━━━ STORED RECORDS
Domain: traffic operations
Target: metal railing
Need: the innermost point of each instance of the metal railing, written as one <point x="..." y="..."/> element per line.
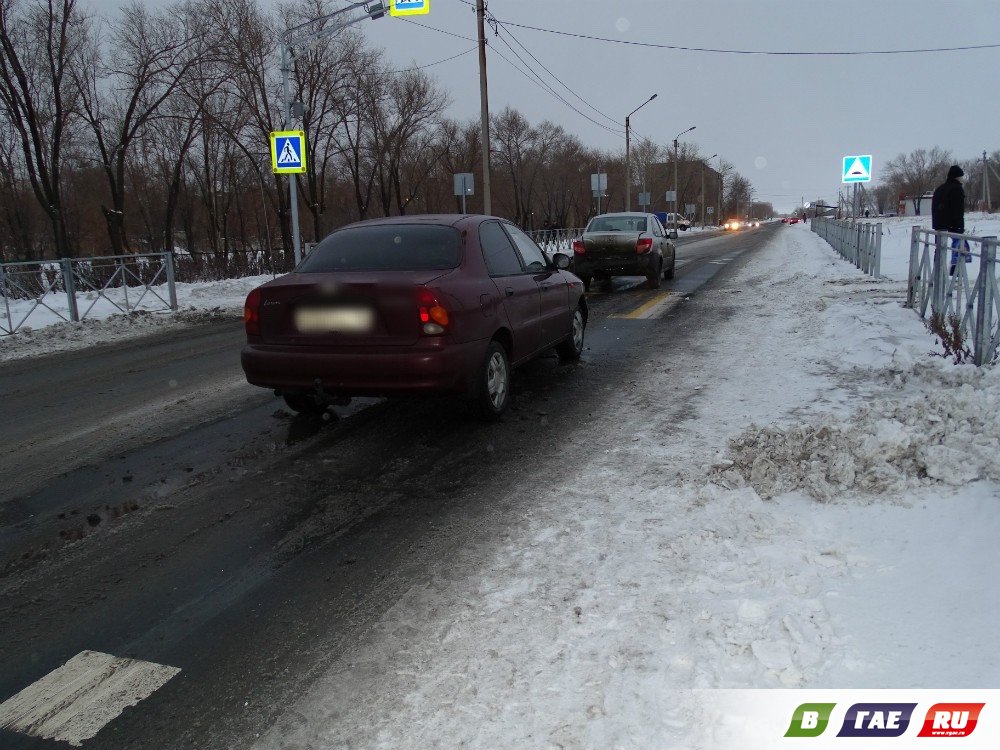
<point x="556" y="240"/>
<point x="939" y="281"/>
<point x="71" y="288"/>
<point x="860" y="243"/>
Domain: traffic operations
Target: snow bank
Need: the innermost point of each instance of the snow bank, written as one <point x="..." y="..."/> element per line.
<point x="197" y="304"/>
<point x="896" y="233"/>
<point x="945" y="429"/>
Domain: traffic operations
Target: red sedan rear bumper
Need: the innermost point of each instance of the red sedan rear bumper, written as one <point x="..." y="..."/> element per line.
<point x="433" y="367"/>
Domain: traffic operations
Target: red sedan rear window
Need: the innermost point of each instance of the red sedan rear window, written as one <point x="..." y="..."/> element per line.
<point x="386" y="247"/>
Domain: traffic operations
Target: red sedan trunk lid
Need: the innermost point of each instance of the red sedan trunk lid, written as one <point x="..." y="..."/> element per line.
<point x="347" y="308"/>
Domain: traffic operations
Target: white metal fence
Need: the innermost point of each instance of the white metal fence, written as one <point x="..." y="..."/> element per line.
<point x="70" y="289"/>
<point x="858" y="242"/>
<point x="940" y="286"/>
<point x="556" y="240"/>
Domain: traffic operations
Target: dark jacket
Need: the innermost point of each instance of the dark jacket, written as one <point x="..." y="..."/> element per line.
<point x="948" y="207"/>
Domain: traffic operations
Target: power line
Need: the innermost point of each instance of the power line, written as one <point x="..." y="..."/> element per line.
<point x="559" y="80"/>
<point x="779" y="53"/>
<point x="538" y="80"/>
<point x="430" y="65"/>
<point x="440" y="31"/>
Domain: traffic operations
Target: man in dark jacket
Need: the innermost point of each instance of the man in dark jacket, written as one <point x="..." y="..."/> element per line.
<point x="948" y="214"/>
<point x="948" y="203"/>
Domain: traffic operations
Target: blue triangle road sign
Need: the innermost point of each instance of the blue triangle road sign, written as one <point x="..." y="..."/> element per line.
<point x="857" y="169"/>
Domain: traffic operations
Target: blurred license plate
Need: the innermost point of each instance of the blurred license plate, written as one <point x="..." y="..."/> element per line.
<point x="334" y="319"/>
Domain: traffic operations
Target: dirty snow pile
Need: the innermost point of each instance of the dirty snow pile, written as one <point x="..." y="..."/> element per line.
<point x="947" y="431"/>
<point x="45" y="331"/>
<point x="798" y="493"/>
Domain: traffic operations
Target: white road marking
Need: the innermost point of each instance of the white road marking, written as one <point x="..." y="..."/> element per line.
<point x="74" y="702"/>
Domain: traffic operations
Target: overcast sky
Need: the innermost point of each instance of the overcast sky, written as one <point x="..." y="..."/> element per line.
<point x="784" y="121"/>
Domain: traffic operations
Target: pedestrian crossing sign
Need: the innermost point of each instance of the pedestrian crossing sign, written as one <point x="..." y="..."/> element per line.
<point x="288" y="151"/>
<point x="857" y="169"/>
<point x="409" y="7"/>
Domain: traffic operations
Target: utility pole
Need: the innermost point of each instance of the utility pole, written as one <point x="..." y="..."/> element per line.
<point x="485" y="107"/>
<point x="677" y="191"/>
<point x="986" y="182"/>
<point x="628" y="153"/>
<point x="703" y="165"/>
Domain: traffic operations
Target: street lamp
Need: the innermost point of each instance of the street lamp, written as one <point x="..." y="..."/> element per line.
<point x="628" y="153"/>
<point x="372" y="9"/>
<point x="676" y="191"/>
<point x="703" y="165"/>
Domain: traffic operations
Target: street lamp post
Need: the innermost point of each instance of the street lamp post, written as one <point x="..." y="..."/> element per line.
<point x="628" y="153"/>
<point x="677" y="192"/>
<point x="703" y="165"/>
<point x="372" y="9"/>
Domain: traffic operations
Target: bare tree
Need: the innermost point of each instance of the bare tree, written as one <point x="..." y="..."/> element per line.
<point x="122" y="86"/>
<point x="39" y="42"/>
<point x="915" y="174"/>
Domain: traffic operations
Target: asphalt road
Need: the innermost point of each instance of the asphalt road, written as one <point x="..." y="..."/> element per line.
<point x="156" y="507"/>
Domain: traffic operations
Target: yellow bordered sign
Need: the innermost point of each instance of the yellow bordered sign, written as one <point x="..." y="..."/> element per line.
<point x="409" y="7"/>
<point x="288" y="151"/>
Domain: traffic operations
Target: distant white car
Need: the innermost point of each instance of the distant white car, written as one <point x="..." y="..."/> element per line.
<point x="683" y="223"/>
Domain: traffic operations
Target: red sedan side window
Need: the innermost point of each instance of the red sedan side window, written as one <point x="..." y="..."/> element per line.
<point x="500" y="256"/>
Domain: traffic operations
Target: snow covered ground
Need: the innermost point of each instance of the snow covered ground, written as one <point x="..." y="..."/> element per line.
<point x="896" y="238"/>
<point x="44" y="331"/>
<point x="825" y="515"/>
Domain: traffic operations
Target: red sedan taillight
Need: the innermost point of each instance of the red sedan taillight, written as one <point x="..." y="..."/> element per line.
<point x="433" y="315"/>
<point x="251" y="313"/>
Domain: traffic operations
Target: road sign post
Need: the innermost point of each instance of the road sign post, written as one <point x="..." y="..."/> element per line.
<point x="857" y="169"/>
<point x="288" y="156"/>
<point x="598" y="186"/>
<point x="409" y="7"/>
<point x="464" y="185"/>
<point x="291" y="38"/>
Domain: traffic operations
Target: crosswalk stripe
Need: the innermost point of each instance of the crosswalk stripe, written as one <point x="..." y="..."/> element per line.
<point x="75" y="701"/>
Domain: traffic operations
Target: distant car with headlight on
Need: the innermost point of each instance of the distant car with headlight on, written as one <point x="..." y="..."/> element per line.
<point x="412" y="305"/>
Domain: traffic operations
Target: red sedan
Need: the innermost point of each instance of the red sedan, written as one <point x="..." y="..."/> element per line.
<point x="412" y="305"/>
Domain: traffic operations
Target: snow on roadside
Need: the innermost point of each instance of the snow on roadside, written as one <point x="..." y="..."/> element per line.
<point x="714" y="566"/>
<point x="197" y="304"/>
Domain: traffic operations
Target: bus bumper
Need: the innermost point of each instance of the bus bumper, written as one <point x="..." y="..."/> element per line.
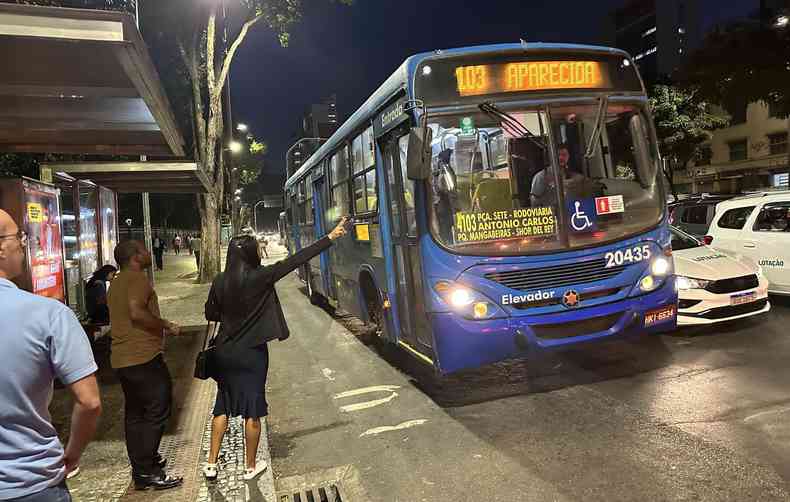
<point x="462" y="343"/>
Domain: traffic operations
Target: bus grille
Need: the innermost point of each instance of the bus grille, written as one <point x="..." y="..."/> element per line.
<point x="576" y="328"/>
<point x="554" y="277"/>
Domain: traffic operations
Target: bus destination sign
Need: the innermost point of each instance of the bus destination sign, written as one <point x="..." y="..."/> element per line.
<point x="531" y="76"/>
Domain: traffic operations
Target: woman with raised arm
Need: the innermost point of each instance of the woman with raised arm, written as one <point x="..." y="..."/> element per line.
<point x="244" y="300"/>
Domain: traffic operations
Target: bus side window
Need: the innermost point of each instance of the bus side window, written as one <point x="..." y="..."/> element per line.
<point x="364" y="166"/>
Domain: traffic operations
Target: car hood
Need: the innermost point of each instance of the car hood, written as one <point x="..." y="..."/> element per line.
<point x="711" y="264"/>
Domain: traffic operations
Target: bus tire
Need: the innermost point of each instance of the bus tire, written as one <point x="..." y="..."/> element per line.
<point x="372" y="298"/>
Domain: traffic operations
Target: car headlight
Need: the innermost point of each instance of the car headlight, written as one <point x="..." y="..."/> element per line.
<point x="467" y="302"/>
<point x="685" y="283"/>
<point x="660" y="266"/>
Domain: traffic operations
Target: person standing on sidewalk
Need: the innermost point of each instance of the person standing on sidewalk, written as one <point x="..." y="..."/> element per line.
<point x="196" y="243"/>
<point x="42" y="340"/>
<point x="138" y="335"/>
<point x="243" y="298"/>
<point x="159" y="251"/>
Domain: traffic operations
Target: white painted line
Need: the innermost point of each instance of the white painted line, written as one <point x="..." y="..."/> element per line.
<point x="767" y="412"/>
<point x="390" y="428"/>
<point x="367" y="390"/>
<point x="368" y="404"/>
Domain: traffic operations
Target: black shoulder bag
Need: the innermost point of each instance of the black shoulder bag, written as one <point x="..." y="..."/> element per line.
<point x="202" y="363"/>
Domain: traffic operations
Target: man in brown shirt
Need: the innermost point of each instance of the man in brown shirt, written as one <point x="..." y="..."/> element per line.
<point x="137" y="345"/>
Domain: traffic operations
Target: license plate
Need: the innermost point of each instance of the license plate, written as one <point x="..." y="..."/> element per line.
<point x="743" y="298"/>
<point x="659" y="315"/>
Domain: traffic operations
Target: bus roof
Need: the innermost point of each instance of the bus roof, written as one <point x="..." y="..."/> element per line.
<point x="401" y="79"/>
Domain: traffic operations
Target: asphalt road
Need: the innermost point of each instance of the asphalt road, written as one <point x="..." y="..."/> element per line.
<point x="697" y="415"/>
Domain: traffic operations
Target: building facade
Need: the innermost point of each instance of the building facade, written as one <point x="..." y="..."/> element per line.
<point x="659" y="34"/>
<point x="319" y="121"/>
<point x="751" y="154"/>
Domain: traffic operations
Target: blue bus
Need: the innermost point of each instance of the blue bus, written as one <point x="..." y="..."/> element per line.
<point x="507" y="200"/>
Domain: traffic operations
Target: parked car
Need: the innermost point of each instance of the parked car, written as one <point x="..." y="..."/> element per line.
<point x="713" y="285"/>
<point x="693" y="215"/>
<point x="758" y="227"/>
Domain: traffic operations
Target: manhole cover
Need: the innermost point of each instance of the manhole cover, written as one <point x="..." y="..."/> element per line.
<point x="340" y="484"/>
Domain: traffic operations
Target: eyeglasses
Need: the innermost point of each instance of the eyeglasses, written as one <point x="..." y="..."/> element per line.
<point x="21" y="235"/>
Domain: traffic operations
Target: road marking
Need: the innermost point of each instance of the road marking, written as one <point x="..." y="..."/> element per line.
<point x="767" y="412"/>
<point x="367" y="404"/>
<point x="390" y="428"/>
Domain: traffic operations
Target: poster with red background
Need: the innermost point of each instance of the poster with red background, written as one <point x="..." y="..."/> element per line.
<point x="45" y="250"/>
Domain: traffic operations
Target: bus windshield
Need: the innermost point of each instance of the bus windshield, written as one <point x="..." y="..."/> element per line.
<point x="496" y="186"/>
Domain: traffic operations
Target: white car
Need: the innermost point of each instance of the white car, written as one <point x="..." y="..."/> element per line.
<point x="715" y="286"/>
<point x="758" y="227"/>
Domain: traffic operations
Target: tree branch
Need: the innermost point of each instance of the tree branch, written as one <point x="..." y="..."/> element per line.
<point x="211" y="40"/>
<point x="234" y="47"/>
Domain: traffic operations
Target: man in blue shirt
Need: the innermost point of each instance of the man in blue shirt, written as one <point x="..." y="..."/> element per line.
<point x="41" y="340"/>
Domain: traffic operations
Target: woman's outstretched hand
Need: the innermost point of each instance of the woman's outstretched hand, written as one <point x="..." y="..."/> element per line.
<point x="340" y="229"/>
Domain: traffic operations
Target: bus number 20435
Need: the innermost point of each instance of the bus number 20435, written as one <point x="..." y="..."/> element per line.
<point x="631" y="255"/>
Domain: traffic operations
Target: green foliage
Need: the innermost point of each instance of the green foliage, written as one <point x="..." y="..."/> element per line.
<point x="683" y="122"/>
<point x="747" y="61"/>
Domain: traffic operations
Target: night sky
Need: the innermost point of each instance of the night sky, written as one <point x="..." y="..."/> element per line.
<point x="350" y="51"/>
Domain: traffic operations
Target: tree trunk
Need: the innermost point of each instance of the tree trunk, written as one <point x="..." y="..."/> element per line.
<point x="210" y="256"/>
━━━━━━
Select every line in the material above that contains the word "sedan" and copy those lines out. Matching is case-sensitive.

◆ REPLY ◆
Target: red sedan rear bumper
Need: the innermost point of each instance of the red sedan rear bumper, written as one <point x="..." y="..."/> element per line.
Target: red sedan rear window
Need: the innermost point of each instance of the red sedan rear window, written as one <point x="..." y="..."/> element per line.
Target: red sedan trunk lid
Need: the innermost point of each instance of the red sedan trunk lid, written as one <point x="..." y="..."/> element per line.
Target: red sedan side window
Need: the innermost point of each instance of the red sedan side window, written as one <point x="..." y="..."/> element per line.
Target: red sedan taillight
Need: the innermost point of each instance of the red sedan taillight, written as one <point x="..." y="..."/> element per line.
Target: red sedan
Need: the innermost point of each instance of the red sedan, written as one <point x="..." y="..."/> element per line.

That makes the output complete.